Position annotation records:
————————
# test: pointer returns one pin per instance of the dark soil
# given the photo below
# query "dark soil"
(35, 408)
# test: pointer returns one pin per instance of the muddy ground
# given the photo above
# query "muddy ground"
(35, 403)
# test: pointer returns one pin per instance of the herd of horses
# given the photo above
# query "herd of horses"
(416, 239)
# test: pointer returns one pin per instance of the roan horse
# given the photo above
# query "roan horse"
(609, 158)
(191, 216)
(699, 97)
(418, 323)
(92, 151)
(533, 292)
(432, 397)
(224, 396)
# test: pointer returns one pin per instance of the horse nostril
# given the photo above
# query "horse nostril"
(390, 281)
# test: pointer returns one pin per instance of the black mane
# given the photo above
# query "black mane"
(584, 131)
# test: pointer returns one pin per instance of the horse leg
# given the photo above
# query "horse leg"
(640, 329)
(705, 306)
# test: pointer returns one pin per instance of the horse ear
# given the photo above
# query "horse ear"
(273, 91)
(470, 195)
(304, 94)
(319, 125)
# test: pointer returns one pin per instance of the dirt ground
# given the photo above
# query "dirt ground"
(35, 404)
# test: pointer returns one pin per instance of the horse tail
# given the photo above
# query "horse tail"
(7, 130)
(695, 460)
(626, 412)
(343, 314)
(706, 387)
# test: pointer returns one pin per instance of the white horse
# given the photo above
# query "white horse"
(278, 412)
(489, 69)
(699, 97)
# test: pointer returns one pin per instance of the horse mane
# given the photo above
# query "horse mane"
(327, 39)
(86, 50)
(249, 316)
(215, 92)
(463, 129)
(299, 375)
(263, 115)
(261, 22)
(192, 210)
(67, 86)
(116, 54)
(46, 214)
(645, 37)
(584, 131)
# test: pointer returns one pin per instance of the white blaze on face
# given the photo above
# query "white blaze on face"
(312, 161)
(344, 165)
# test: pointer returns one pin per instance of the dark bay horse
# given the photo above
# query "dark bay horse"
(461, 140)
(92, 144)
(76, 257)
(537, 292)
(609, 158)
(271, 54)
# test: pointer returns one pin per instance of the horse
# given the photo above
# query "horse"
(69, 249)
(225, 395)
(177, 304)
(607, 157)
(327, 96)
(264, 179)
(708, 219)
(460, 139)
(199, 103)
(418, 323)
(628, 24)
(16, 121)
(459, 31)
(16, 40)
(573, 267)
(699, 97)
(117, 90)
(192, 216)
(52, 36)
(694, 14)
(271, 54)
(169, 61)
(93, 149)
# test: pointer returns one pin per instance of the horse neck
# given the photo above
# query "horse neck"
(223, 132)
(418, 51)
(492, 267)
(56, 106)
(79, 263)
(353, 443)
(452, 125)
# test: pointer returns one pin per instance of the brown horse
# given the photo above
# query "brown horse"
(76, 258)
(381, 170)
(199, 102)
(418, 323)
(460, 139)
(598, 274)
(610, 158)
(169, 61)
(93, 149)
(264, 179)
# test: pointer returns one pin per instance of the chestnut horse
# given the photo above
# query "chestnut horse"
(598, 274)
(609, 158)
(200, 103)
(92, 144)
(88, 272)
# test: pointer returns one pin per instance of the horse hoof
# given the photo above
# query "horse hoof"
————————
Your goal: Only the lines from the one with "the horse mane" through the end of the material are wanted; copy them exactly, both ends included.

Written response:
# test: pointer returns one pin per instance of the horse mane
# given the photo above
# query "horse mane"
(327, 39)
(86, 50)
(249, 316)
(215, 92)
(463, 129)
(299, 375)
(263, 115)
(261, 22)
(192, 210)
(67, 86)
(116, 54)
(46, 214)
(645, 37)
(584, 131)
# test: pointer returns one pin per instance of the white blaze on face
# given the photo above
# query "white blaze on face"
(312, 161)
(344, 165)
# test: pointer returns one pin per instance of the dark bay horse
# given the photo above
# query "dark bay horse"
(461, 140)
(92, 144)
(76, 257)
(537, 292)
(609, 158)
(271, 54)
# test: pointer returns one pin per instance of the horse
# given the photo above
# query "horse"
(69, 249)
(225, 395)
(177, 304)
(607, 157)
(327, 96)
(264, 179)
(708, 219)
(460, 139)
(199, 103)
(418, 323)
(628, 24)
(16, 121)
(459, 31)
(16, 40)
(573, 267)
(699, 97)
(117, 90)
(192, 216)
(52, 36)
(694, 14)
(271, 54)
(169, 61)
(93, 149)
# test: pointer returns one pin per instance of the horse neck
# given the photo above
# query "horse neck"
(223, 132)
(418, 51)
(492, 267)
(56, 106)
(79, 263)
(353, 443)
(452, 125)
# test: pointer returns one pin per instance of the brown horse
# given the photo above
# query "brown horse"
(76, 258)
(381, 170)
(199, 102)
(418, 323)
(460, 139)
(598, 274)
(610, 158)
(169, 61)
(93, 149)
(264, 179)
# test: pointer returns one pin per instance of the chestnut horse
# given the photo above
# query "chestnut horse"
(598, 274)
(609, 158)
(200, 103)
(92, 144)
(88, 272)
# test: pointer returns one pin per instance of the horse hoof
# given the photo above
# query "horse hoof"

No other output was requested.